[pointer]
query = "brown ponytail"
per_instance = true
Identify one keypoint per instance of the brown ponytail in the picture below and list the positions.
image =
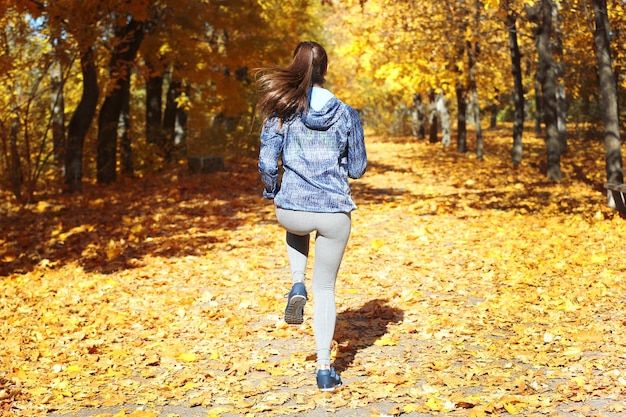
(285, 91)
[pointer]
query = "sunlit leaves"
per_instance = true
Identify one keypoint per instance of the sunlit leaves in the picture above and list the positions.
(460, 292)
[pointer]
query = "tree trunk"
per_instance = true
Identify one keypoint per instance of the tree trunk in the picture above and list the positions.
(518, 88)
(80, 122)
(57, 109)
(130, 37)
(154, 105)
(432, 117)
(417, 115)
(442, 109)
(169, 118)
(561, 118)
(494, 114)
(126, 150)
(461, 140)
(475, 103)
(15, 166)
(541, 15)
(613, 159)
(539, 120)
(180, 130)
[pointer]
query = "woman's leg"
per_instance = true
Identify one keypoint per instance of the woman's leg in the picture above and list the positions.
(333, 231)
(298, 225)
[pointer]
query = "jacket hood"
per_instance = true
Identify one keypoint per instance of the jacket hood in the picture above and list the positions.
(326, 116)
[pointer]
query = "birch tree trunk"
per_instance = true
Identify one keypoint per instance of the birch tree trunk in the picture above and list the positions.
(417, 116)
(613, 158)
(461, 140)
(518, 88)
(130, 37)
(433, 119)
(444, 112)
(80, 123)
(541, 16)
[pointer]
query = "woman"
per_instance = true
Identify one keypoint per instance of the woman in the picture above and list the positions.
(320, 142)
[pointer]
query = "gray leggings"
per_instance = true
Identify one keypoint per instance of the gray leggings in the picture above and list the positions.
(333, 231)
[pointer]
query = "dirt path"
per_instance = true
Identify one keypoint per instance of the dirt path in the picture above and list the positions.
(467, 289)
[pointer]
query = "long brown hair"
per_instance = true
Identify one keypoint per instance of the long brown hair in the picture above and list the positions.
(285, 91)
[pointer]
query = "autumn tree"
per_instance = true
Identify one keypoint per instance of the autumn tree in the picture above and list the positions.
(541, 15)
(128, 38)
(608, 88)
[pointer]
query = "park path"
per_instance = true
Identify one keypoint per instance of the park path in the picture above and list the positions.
(468, 289)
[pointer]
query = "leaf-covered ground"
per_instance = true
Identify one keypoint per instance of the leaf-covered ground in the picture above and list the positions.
(469, 288)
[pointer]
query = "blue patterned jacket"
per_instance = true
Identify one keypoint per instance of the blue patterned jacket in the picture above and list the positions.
(319, 151)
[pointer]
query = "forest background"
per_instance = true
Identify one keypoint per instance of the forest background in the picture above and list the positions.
(98, 89)
(491, 129)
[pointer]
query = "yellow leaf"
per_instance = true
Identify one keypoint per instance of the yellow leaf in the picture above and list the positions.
(188, 357)
(386, 340)
(377, 244)
(142, 413)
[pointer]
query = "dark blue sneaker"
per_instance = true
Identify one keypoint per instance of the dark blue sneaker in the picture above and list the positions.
(327, 379)
(294, 312)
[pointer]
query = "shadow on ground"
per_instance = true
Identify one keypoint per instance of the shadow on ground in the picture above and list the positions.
(359, 328)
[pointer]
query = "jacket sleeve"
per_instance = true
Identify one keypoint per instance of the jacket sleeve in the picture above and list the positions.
(357, 156)
(271, 149)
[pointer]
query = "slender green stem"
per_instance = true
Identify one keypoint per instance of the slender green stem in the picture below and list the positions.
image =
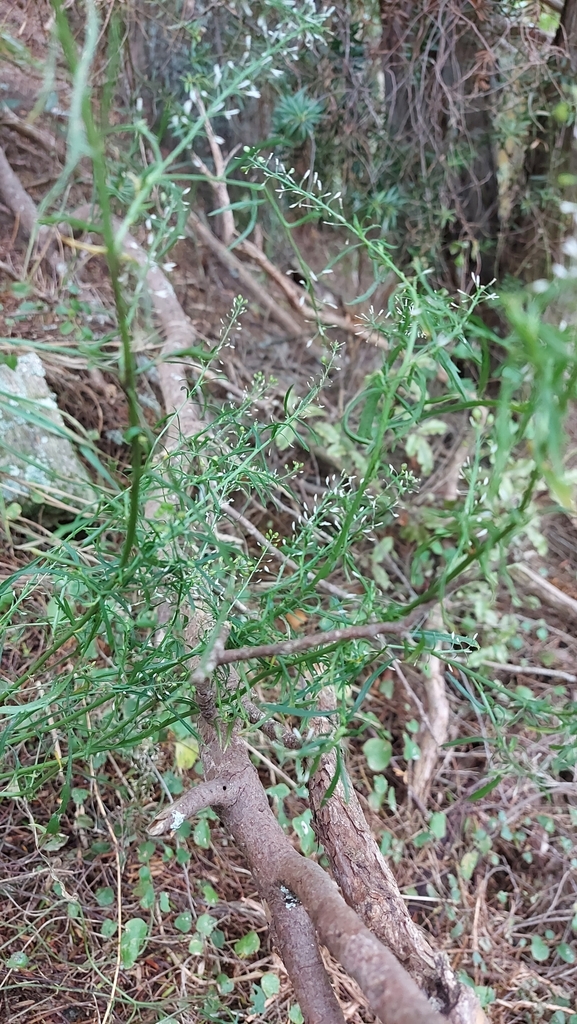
(128, 372)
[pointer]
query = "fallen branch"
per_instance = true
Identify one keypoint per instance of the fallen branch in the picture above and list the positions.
(435, 719)
(369, 886)
(279, 869)
(293, 328)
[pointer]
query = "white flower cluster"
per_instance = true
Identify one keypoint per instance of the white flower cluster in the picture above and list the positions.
(568, 269)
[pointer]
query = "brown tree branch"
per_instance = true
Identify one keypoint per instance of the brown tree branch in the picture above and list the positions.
(276, 865)
(25, 210)
(285, 648)
(293, 328)
(370, 887)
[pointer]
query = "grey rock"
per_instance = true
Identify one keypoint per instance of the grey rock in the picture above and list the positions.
(38, 464)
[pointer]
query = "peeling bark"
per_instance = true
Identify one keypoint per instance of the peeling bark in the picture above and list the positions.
(369, 886)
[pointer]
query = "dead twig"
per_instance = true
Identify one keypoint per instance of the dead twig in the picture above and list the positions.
(50, 142)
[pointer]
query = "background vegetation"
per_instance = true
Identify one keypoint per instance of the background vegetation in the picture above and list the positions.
(414, 460)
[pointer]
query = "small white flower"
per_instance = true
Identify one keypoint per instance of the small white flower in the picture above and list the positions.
(570, 247)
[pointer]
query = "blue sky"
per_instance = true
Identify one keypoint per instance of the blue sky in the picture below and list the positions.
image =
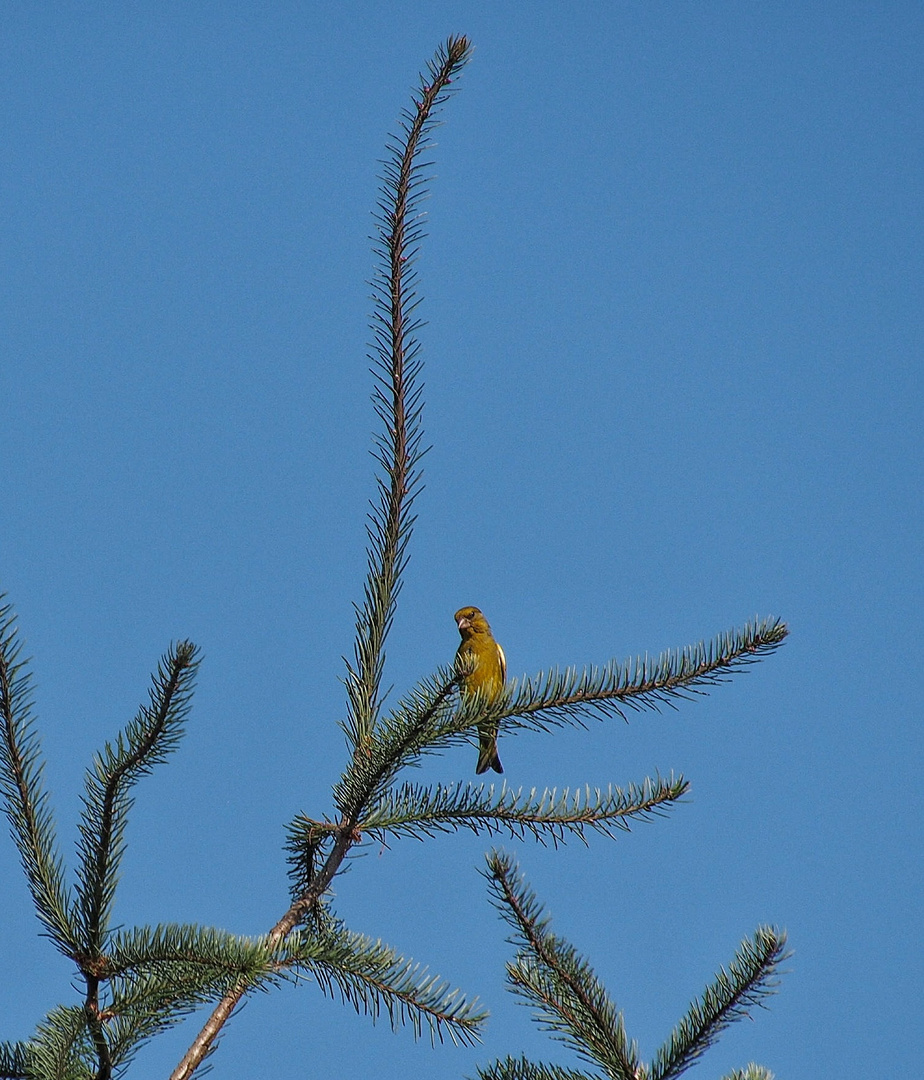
(673, 282)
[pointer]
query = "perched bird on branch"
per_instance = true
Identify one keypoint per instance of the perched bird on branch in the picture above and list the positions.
(484, 660)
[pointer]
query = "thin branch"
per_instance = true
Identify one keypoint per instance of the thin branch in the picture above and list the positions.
(26, 801)
(396, 394)
(733, 994)
(545, 815)
(556, 697)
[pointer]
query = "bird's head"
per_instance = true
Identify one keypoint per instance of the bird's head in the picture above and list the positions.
(470, 621)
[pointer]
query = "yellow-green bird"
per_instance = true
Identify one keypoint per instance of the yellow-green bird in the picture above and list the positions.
(488, 670)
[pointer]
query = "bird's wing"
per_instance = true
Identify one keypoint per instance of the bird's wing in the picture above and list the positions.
(503, 660)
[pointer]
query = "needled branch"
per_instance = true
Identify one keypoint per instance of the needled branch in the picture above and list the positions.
(397, 404)
(26, 802)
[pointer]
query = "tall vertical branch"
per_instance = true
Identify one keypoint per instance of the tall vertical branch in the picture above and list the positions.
(396, 395)
(397, 403)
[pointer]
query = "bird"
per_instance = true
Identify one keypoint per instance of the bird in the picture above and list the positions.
(486, 664)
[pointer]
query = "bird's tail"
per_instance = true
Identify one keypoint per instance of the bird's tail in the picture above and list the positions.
(488, 755)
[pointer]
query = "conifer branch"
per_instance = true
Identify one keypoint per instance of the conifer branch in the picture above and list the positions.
(556, 698)
(751, 1071)
(422, 723)
(396, 396)
(397, 403)
(60, 1047)
(521, 1068)
(145, 742)
(26, 802)
(750, 977)
(374, 977)
(547, 815)
(571, 1001)
(14, 1058)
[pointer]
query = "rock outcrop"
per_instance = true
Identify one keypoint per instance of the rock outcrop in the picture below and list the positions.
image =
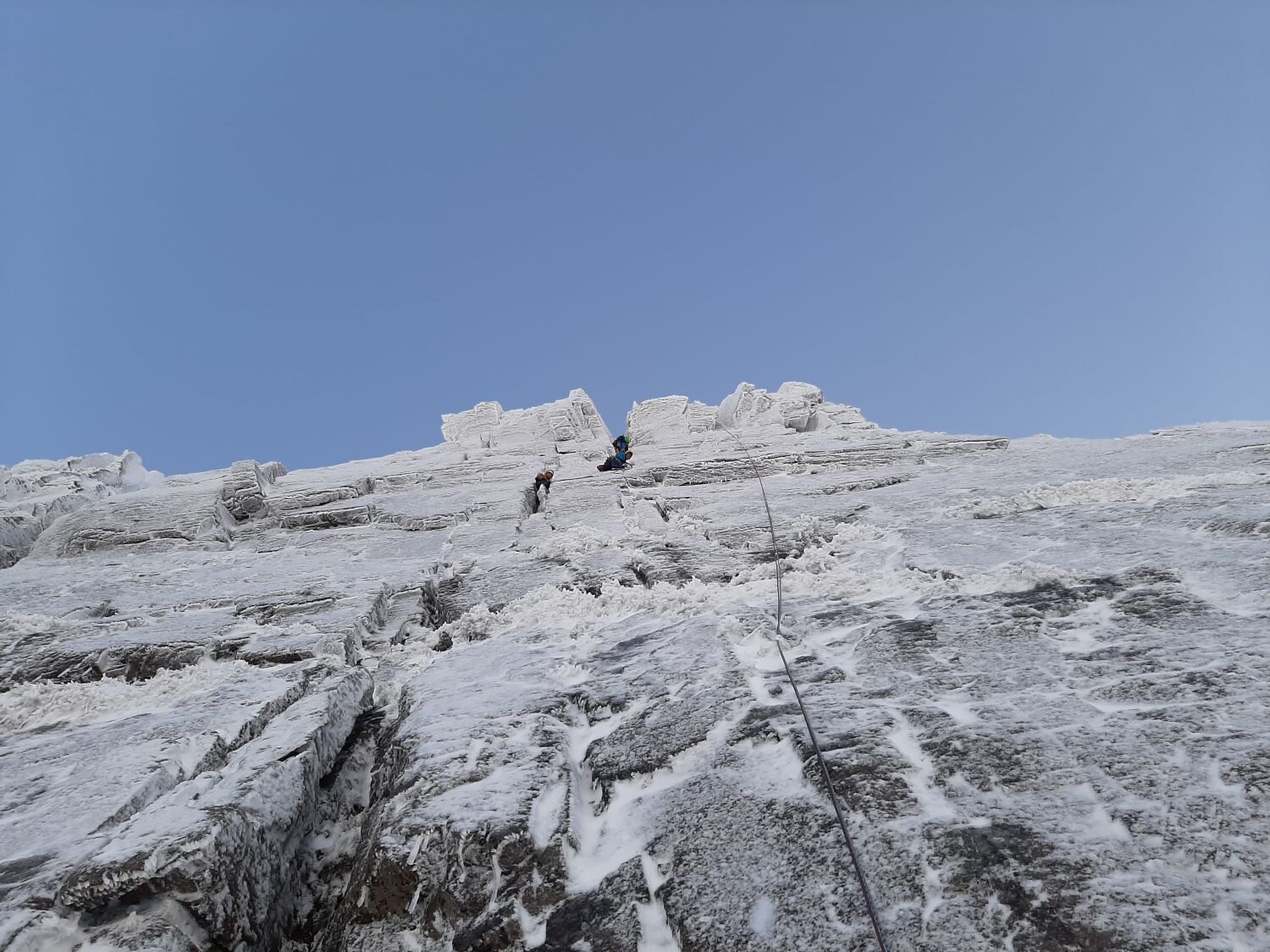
(389, 706)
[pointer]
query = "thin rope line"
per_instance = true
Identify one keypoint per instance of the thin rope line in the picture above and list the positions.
(807, 718)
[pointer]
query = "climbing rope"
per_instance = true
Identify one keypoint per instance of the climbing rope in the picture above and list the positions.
(807, 718)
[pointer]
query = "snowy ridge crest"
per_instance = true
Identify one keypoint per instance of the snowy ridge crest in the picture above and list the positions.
(419, 703)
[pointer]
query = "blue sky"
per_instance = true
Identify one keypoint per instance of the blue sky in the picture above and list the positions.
(304, 231)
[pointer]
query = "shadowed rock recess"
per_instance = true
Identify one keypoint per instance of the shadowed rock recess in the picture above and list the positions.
(389, 706)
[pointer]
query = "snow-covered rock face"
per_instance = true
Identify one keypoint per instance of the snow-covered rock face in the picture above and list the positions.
(569, 426)
(797, 406)
(383, 706)
(35, 493)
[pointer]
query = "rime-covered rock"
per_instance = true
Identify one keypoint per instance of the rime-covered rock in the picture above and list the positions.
(395, 703)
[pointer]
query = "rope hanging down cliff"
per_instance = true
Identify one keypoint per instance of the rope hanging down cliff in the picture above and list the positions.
(807, 718)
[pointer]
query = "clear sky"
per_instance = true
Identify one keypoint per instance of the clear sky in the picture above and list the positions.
(302, 231)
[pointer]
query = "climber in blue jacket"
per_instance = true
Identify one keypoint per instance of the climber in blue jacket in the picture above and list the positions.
(621, 456)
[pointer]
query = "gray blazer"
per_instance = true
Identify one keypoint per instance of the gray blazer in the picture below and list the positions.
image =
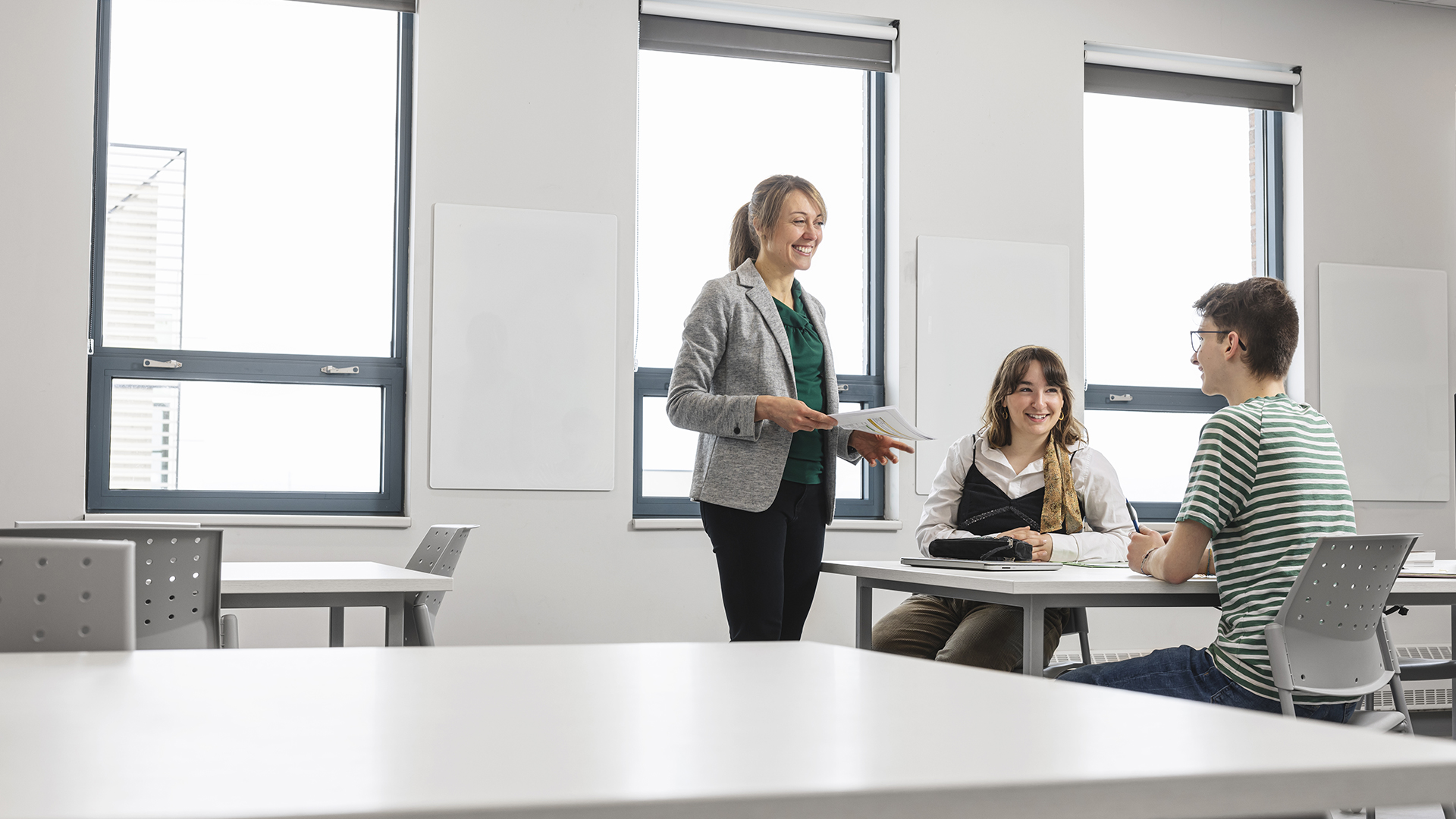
(734, 350)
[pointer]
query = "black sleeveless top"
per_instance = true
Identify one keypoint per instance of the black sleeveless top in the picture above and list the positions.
(987, 510)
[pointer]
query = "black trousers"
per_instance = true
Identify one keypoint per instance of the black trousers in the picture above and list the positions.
(769, 561)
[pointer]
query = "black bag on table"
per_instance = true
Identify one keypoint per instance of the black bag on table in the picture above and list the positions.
(982, 548)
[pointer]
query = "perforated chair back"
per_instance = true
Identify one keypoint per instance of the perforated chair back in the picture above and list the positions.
(67, 595)
(1329, 635)
(178, 576)
(437, 554)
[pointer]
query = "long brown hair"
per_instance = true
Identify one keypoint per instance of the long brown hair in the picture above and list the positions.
(764, 210)
(1066, 431)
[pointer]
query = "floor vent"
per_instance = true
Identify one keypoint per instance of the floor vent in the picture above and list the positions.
(1424, 695)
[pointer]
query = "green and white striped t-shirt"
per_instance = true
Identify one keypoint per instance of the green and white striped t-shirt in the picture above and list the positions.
(1267, 482)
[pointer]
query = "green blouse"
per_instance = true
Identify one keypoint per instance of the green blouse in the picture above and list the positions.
(805, 463)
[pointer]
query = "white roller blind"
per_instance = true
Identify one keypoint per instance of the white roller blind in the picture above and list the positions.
(753, 33)
(1188, 77)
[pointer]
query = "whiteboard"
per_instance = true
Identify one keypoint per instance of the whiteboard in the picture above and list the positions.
(1382, 378)
(523, 349)
(962, 338)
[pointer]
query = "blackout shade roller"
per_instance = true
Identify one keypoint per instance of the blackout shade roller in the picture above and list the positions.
(384, 5)
(758, 42)
(1188, 88)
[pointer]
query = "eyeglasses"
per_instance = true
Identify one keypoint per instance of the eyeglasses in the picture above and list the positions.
(1196, 338)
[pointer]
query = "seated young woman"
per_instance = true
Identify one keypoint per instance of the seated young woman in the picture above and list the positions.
(1028, 474)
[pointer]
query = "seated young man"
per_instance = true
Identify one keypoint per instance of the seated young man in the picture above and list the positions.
(1266, 483)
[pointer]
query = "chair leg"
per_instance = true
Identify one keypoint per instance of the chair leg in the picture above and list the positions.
(424, 626)
(229, 632)
(1286, 701)
(1079, 617)
(1398, 695)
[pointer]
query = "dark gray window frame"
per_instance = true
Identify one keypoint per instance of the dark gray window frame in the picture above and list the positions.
(126, 362)
(1269, 190)
(868, 390)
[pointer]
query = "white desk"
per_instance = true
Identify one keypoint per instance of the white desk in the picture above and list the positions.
(1069, 586)
(651, 730)
(332, 585)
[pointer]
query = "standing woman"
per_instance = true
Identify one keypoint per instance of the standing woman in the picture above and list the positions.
(756, 379)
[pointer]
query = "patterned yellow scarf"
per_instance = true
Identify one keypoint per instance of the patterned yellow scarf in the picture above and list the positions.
(1060, 503)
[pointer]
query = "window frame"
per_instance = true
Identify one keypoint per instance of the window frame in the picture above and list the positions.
(107, 363)
(868, 390)
(1269, 191)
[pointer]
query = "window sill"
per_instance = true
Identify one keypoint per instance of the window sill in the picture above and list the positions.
(842, 525)
(278, 521)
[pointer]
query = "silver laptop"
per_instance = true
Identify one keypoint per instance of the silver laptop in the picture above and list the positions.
(981, 564)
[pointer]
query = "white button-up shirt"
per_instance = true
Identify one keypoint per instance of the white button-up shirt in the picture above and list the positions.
(1106, 522)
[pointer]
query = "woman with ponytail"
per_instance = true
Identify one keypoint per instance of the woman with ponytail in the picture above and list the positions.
(756, 378)
(1028, 474)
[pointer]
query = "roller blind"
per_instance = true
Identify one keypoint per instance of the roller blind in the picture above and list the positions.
(683, 34)
(1190, 79)
(384, 5)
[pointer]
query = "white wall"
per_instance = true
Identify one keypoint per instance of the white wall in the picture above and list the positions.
(533, 105)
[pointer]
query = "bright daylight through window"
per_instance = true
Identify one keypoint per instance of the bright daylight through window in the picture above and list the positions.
(699, 159)
(1169, 212)
(248, 302)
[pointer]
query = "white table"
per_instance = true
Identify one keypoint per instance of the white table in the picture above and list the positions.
(1034, 592)
(332, 585)
(653, 730)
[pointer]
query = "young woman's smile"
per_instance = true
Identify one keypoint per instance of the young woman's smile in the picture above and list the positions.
(1034, 406)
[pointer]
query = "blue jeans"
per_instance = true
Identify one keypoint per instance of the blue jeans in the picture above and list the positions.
(1188, 673)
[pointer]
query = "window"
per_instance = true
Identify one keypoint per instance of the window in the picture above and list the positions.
(1183, 190)
(248, 264)
(695, 108)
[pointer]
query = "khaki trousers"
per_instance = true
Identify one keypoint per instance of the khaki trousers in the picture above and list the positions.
(962, 632)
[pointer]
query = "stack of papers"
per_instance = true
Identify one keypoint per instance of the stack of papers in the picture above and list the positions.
(881, 422)
(1420, 560)
(1433, 569)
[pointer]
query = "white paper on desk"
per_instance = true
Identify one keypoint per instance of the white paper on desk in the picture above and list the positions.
(881, 422)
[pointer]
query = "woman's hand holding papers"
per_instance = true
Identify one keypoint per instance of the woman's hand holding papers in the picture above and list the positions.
(877, 449)
(791, 414)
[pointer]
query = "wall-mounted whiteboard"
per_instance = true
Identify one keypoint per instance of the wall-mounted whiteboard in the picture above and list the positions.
(1382, 378)
(976, 300)
(523, 349)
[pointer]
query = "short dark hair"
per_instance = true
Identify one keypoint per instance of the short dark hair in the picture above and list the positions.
(1264, 316)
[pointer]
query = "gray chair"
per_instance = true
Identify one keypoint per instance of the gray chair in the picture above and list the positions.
(67, 595)
(1329, 637)
(178, 577)
(437, 554)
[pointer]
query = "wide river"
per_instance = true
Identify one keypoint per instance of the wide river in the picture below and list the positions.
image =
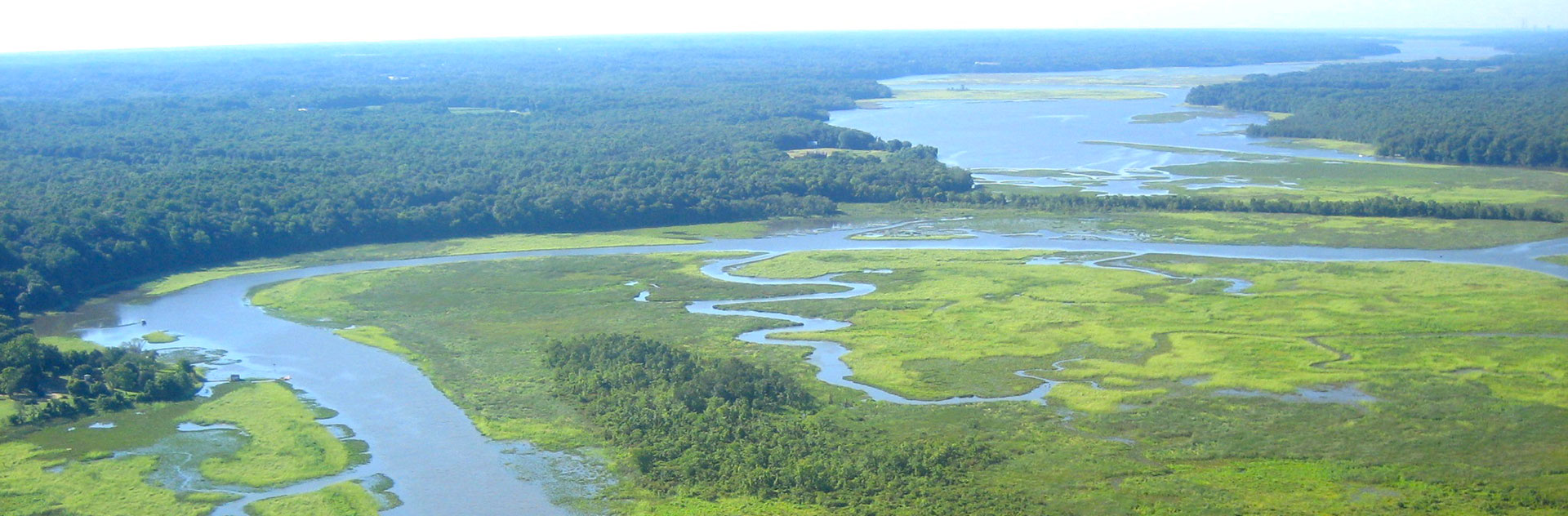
________________
* [Set task] Return every line of the data above that contains the string "head".

* [Worked solution]
query = "bird's head"
Identify one keypoint per instance of the bird's head in the picture above and list the positions.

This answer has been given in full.